* [EXERCISE DIRECTIONS]
Render the data below as a Markdown table with the columns n and Line, one numbered row per line, starting with the line that contains "ground with a bounding box." and going on through the line that contains "left=0, top=74, right=300, bottom=449". Include both of those lines, and leave out blank lines and pictures.

---------- SOURCE MATERIAL

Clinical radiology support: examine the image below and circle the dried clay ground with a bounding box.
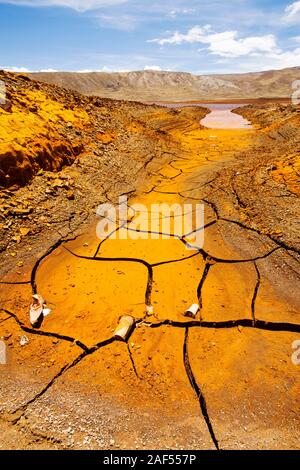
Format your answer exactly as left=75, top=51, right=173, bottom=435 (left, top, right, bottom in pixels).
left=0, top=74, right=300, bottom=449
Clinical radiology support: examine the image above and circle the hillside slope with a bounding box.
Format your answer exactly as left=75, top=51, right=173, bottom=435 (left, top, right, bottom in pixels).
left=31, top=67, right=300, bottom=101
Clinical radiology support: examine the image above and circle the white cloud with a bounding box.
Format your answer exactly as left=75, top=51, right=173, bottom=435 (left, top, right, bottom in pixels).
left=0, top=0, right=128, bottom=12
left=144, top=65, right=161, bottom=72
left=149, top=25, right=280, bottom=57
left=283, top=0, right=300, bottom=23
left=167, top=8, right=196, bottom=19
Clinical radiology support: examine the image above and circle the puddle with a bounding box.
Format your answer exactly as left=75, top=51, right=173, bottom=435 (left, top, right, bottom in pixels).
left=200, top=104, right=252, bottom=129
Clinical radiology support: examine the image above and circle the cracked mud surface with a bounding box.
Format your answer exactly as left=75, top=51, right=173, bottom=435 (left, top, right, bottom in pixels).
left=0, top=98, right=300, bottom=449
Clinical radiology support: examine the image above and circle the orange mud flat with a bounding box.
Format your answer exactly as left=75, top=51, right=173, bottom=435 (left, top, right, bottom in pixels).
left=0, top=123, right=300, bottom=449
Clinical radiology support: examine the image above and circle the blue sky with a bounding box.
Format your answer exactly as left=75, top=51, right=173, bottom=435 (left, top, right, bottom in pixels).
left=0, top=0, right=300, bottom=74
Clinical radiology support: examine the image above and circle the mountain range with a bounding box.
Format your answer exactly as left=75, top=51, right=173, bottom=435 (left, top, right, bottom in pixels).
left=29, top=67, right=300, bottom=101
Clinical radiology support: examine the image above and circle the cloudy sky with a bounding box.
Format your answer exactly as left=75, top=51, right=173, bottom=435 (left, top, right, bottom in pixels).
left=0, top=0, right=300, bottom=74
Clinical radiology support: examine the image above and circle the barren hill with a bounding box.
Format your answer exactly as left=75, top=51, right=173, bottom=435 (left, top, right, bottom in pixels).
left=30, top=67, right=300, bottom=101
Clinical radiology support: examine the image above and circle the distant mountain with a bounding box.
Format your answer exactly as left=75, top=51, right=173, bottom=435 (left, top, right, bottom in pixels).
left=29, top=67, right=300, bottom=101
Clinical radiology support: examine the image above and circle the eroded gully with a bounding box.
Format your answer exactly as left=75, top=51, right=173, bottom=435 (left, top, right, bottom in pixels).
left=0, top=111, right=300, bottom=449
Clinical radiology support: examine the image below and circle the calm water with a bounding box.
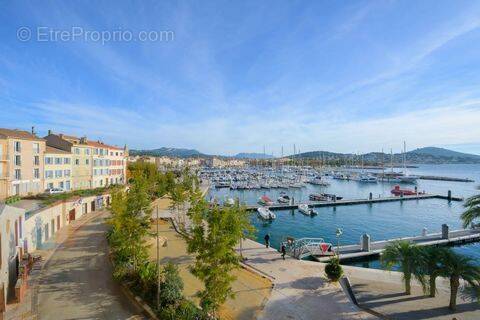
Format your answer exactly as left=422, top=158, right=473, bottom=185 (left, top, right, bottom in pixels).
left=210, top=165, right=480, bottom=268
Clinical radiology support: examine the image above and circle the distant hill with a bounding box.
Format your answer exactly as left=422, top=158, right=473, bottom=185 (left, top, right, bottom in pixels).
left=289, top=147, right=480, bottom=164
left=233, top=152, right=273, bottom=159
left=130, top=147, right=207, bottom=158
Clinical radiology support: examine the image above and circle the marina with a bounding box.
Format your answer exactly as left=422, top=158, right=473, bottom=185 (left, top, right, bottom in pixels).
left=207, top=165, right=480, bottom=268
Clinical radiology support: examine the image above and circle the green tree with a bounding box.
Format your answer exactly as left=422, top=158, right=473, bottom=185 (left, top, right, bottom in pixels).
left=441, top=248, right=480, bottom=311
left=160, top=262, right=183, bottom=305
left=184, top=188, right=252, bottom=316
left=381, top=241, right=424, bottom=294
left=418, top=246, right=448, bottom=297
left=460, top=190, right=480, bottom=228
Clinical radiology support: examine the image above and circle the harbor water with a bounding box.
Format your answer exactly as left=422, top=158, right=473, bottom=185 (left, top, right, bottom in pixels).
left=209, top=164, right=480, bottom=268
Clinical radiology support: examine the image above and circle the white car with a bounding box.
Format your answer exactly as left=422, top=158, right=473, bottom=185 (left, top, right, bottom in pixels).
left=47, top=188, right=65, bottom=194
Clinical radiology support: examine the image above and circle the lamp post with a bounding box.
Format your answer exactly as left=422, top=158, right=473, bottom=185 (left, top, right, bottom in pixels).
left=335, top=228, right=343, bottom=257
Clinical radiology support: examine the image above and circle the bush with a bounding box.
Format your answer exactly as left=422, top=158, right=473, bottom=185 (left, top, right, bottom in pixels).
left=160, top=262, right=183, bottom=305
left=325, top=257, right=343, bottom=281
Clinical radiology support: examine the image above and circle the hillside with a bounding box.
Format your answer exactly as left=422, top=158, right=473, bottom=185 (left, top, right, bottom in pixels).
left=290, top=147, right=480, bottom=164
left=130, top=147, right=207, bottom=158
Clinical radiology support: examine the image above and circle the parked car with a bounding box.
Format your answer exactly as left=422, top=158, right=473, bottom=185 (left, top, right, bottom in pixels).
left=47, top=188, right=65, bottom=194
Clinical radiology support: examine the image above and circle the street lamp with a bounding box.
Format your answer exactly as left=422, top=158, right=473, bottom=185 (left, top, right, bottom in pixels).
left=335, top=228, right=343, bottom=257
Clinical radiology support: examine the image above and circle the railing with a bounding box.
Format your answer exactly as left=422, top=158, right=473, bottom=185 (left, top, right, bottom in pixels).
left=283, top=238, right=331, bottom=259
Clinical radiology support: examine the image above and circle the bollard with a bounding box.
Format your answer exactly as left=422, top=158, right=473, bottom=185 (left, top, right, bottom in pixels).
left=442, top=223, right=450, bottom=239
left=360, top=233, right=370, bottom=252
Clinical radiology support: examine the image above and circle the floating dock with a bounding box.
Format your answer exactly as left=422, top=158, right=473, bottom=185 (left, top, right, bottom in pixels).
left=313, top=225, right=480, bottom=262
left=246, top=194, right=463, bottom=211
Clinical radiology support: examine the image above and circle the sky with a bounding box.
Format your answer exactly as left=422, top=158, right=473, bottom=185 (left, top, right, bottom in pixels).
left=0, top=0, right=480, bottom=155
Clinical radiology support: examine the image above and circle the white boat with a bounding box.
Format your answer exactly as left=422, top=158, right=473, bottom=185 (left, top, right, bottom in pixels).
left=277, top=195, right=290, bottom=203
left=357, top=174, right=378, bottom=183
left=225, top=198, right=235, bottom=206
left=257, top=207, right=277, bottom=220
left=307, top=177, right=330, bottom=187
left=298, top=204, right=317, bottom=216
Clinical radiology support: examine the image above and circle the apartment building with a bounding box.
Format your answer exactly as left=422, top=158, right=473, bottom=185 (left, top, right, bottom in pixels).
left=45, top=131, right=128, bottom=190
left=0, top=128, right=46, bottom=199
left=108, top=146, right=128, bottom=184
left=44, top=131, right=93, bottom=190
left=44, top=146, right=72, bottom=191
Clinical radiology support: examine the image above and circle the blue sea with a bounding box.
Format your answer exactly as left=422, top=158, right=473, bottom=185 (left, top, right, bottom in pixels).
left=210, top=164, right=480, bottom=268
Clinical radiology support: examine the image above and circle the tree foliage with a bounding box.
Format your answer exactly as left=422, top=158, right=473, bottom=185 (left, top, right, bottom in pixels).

--------------------
---------- SOURCE MATERIAL

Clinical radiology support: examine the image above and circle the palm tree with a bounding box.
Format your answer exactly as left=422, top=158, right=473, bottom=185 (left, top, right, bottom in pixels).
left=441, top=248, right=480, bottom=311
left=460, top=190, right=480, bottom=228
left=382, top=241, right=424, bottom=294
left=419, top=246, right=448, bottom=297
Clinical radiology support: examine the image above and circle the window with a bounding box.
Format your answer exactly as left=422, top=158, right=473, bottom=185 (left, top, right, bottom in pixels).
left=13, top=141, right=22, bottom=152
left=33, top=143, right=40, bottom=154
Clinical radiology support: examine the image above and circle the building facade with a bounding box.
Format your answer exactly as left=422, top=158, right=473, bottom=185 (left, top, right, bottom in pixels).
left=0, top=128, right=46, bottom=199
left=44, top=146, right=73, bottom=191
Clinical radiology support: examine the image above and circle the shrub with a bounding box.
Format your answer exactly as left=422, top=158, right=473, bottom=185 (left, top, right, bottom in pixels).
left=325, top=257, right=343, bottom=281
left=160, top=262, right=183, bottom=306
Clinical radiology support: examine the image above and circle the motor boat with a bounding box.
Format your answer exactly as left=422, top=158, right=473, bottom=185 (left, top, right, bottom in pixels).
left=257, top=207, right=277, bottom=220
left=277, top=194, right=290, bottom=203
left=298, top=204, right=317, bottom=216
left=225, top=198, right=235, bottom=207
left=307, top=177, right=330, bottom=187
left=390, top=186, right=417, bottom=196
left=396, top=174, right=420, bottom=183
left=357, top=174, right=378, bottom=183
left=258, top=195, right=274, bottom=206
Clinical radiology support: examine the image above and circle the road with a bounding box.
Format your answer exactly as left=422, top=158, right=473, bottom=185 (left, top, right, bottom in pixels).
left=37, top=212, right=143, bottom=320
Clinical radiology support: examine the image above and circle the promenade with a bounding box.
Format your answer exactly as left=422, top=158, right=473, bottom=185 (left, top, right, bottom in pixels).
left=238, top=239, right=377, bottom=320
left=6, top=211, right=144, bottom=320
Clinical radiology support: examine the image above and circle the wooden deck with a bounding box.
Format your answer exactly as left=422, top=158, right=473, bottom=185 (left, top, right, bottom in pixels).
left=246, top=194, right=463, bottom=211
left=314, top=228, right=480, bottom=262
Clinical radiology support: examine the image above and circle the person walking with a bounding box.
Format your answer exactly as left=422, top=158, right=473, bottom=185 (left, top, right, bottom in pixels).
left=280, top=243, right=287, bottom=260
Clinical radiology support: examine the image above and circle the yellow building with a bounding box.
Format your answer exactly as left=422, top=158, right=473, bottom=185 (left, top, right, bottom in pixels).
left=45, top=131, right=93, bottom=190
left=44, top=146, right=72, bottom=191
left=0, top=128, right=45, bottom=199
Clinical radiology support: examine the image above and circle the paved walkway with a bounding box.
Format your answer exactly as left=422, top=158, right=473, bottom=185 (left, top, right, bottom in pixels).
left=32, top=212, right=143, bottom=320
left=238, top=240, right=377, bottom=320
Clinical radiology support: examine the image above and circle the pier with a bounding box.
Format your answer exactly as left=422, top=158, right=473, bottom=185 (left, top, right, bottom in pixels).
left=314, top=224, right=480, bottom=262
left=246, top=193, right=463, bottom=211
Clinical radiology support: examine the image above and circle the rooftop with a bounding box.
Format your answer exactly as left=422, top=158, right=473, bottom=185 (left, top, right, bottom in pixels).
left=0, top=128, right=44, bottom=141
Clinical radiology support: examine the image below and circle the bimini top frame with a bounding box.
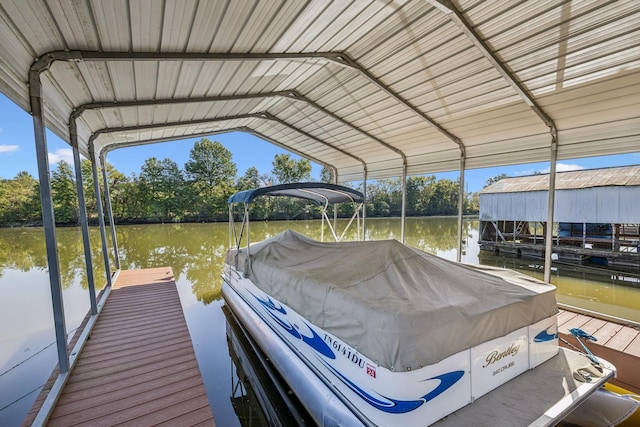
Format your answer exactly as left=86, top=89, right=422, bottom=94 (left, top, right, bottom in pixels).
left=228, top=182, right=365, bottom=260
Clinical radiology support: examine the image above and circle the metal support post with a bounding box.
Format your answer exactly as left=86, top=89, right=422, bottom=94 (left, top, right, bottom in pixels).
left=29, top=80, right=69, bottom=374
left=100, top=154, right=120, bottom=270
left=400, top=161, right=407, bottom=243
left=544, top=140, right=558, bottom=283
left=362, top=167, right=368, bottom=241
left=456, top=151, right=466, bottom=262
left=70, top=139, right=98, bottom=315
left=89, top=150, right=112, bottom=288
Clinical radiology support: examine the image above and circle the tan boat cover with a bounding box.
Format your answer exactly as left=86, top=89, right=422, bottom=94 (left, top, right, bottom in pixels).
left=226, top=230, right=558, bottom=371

--------------------

* [REPLY TO THE TASK]
| n | Line |
|---|---|
| 1 | Clinical radiology support: examine the image below and circle the dried clay ground with a bounding box. |
| 2 | Format your answer exactly as left=75, top=51, right=173, bottom=435 (left, top, right, bottom in pixels). |
| 3 | left=0, top=74, right=300, bottom=449 |